What this task involves: Rewrite the records below as a JSON list of strings, one string per line, from the line containing "Task: locate the bicycle tire, a" through the line containing "<point>312,244</point>", inclusive, with blank lines omitted. Leave the pictures out of your answer.

Available data:
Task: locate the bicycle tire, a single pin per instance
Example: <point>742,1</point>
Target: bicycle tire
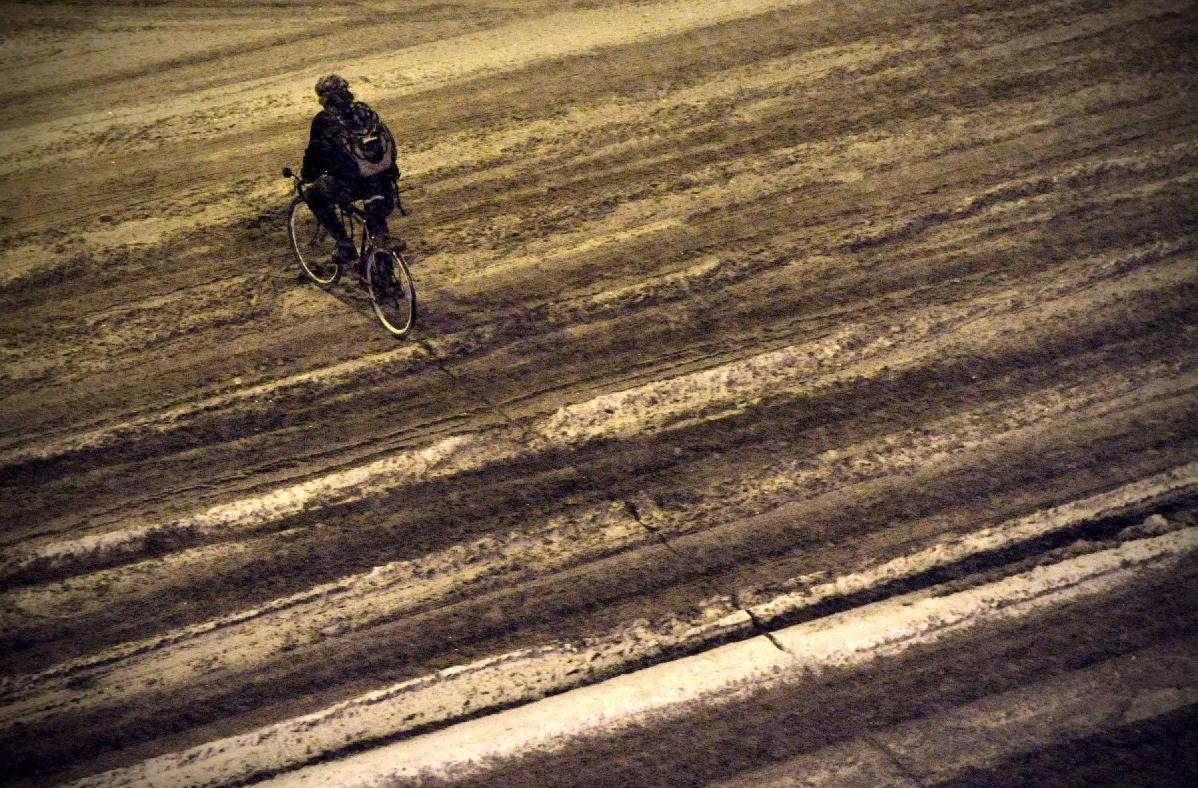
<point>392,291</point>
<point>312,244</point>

...

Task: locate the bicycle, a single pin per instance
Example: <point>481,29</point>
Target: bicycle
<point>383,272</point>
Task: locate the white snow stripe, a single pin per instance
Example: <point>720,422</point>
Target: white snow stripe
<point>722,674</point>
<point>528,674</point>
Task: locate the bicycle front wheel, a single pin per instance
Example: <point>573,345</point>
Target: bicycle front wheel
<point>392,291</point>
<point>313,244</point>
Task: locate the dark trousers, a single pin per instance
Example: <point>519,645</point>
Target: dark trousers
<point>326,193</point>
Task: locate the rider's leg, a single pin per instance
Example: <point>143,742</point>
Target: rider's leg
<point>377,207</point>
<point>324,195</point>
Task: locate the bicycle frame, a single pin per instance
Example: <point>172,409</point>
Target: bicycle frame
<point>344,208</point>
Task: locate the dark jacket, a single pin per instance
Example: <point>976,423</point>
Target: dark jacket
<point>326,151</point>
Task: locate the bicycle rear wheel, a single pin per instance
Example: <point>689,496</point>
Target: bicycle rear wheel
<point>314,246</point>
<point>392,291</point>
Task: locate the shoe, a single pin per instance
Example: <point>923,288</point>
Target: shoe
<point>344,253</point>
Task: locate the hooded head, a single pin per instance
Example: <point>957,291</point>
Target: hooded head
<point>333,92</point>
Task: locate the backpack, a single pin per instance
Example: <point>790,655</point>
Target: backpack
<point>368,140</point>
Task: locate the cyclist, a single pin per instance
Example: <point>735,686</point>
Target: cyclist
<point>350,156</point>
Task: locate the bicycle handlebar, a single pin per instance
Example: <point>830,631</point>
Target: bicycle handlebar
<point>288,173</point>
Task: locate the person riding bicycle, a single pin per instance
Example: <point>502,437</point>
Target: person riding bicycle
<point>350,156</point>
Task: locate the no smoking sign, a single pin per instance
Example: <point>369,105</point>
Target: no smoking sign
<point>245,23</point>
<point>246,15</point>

Solution to this exercise:
[
  "Task: locate the bicycle tire, a single pin per instance",
  "Example: <point>742,1</point>",
  "Target: bicycle tire",
  "<point>392,291</point>",
  "<point>312,244</point>"
]